◆ Instrucciones y requisitos:
Transcriba de forma literal el fragmento del texto sobre los acuerdos de San Andrés que se abre con las palabras que contienen "En su libro" y se cierra con "por sus actos.".

◆ Texto:
★ ★ ★ ★

Vino después una ley que daba paso a la mediación (y que en su artículo primero reconoce la existencia de un ``conflicto armado'', así como la personalidad jurídica del EZLN), luego el diálogo, la compra de tierras, las acciones de emergencia, los acuerdos, la necesidad de verificación y la marcha atrás. Todo ello en medio de una intensa movilización militar. Y finalmente un impasse, un peligroso compás de espera que vuelve a poner a las partes en la vía de un virtual estado de guerra.
No es pues la ``concesión'' de autonomías sino la negación de la libertad, la dignidad y la justicia que ellas implican lo que podría causar tan grave daño. Pensar que con un buen golpe de mano se puede ``poner en paz'' a cuatro indios levantiscos y a tres locos que los acompañan, bien podría resultar un cálculo fatal. ``Dénles pasteles'', habría exclamado María Antonieta cuando se enteró de que las muchedumbres hambrientas habían asaltado la Bastilla. Doscientos años después acá, en un país de hambrientos, no está el horno siquiera para bollos.
En su libro Sobre la paz, Johan Galtung --uno de los pacifistas de mayor estatura y reconocimiento a nivel mundial-- dice que por medio de las ``iniciativas de ciudadanos se impulsa una lucha contra la violencia estructural, se adquiere experiencia, se logra autonomía, se crea paz... mediante la participación activa, las personas ya no son objeto del conflicto, sino sujetos del conflicto''. No tenemos por qué seguir viendo a los estados y a los gobiernos como entidades ``sacrosantas'', agrega Galtung. Son y deben ser, sobre todo en materias graves como las que atañen a la paz, los interlocutores naturales de los ciudadanos. Al frente de los gobiernos están otros hombres, que pueden ser interpelados y responsabilizados por sus actos.
Más que sobre el contenido, quisiéramos hacer algunas consideraciones sobre el significado de los acuerdos de San Andrés Larráinzar, las implicaciones de su desconocimiento y las estrategias y vías de acción que legítimamente podrían estar al alcance de las partes en el conflicto.

★ ★ ★ ★

◆ Datos extraídos:

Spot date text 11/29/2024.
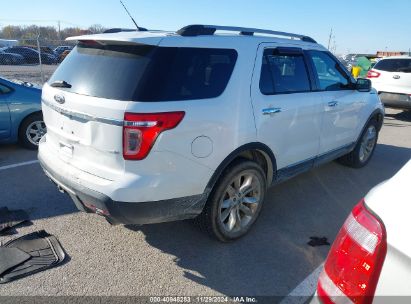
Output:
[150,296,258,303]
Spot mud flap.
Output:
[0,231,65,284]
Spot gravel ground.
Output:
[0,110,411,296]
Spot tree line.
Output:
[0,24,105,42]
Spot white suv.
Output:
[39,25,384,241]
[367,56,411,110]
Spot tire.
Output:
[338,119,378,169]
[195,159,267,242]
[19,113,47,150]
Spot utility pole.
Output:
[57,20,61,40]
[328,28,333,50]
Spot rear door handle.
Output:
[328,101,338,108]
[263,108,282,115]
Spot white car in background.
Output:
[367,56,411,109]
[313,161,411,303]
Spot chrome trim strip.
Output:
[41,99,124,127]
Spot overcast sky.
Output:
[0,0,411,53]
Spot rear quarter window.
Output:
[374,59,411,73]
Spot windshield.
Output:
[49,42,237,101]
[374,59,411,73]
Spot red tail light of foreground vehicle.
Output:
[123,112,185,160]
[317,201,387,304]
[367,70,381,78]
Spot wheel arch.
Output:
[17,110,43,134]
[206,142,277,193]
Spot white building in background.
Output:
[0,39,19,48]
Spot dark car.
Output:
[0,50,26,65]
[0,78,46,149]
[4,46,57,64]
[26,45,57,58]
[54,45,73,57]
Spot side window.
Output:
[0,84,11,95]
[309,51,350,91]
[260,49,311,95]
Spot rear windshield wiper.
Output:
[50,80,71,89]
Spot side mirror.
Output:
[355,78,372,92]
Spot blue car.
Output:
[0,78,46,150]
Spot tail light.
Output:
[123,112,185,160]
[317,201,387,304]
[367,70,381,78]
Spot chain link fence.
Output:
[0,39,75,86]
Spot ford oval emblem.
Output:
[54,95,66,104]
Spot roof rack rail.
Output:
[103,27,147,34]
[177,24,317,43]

★ ★ ★ ★

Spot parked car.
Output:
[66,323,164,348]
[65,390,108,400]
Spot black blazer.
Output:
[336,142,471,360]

★ ★ ★ ★

◆ La respuesta:
En su libro Sobre la paz, Johan Galtung --uno de los pacifistas de mayor estatura y reconocimiento a nivel mundial-- dice que por medio de las ``iniciativas de ciudadanos se impulsa una lucha contra la violencia estructural, se adquiere experiencia, se logra autonomía, se crea paz... mediante la participación activa, las personas ya no son objeto del conflicto, sino sujetos del conflicto''. No tenemos por qué seguir viendo a los estados y a los gobiernos como entidades ``sacrosantas'', agrega Galtung. Son y deben ser, sobre todo en materias graves como las que atañen a la paz, los interlocutores naturales de los ciudadanos. Al frente de los gobiernos están otros hombres, que pueden ser interpelados y responsabilizados por sus actos.